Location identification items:
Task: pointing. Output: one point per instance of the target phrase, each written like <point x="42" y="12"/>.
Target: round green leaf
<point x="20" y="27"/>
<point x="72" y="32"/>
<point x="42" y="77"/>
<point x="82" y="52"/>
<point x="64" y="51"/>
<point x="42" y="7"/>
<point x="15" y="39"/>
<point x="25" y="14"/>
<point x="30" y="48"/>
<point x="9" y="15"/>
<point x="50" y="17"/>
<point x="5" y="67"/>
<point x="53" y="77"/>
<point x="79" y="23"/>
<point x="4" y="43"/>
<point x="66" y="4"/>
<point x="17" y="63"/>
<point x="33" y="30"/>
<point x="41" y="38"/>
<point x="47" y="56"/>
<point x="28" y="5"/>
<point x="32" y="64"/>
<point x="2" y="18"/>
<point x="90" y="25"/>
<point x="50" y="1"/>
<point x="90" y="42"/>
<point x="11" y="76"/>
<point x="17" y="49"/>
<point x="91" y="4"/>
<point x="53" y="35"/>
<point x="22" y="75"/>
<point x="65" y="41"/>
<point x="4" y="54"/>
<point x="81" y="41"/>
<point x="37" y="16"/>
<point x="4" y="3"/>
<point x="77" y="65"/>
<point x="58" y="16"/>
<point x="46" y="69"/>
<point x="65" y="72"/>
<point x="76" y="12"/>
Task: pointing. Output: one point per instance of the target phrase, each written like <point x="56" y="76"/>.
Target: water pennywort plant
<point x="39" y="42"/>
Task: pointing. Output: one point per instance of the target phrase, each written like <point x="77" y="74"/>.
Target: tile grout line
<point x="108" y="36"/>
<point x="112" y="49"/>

==

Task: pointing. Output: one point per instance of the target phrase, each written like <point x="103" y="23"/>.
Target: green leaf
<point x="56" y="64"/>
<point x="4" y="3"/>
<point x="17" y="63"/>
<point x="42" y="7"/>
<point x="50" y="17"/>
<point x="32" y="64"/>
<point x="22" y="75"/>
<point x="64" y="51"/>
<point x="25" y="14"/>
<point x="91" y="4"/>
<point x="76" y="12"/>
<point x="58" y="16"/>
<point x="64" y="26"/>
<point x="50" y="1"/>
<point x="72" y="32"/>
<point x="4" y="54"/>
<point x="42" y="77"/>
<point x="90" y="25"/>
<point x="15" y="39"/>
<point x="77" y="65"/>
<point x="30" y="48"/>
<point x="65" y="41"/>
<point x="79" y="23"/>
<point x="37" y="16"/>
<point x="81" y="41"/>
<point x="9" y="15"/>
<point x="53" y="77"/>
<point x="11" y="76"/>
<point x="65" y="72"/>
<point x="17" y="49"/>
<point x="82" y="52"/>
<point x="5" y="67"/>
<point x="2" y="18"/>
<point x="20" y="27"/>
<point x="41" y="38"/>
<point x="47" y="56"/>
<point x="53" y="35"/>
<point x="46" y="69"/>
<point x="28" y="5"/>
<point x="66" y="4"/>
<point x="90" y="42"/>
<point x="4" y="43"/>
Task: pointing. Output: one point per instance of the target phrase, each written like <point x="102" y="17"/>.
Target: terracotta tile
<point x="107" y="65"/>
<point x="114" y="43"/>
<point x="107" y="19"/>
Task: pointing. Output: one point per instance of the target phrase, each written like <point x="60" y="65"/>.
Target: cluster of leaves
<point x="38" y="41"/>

▶ [TASK TO CARRY OUT]
In the material above, how many lines contain the string "pointing", matching case exactly? Give only the number.

▶ [REPLY]
6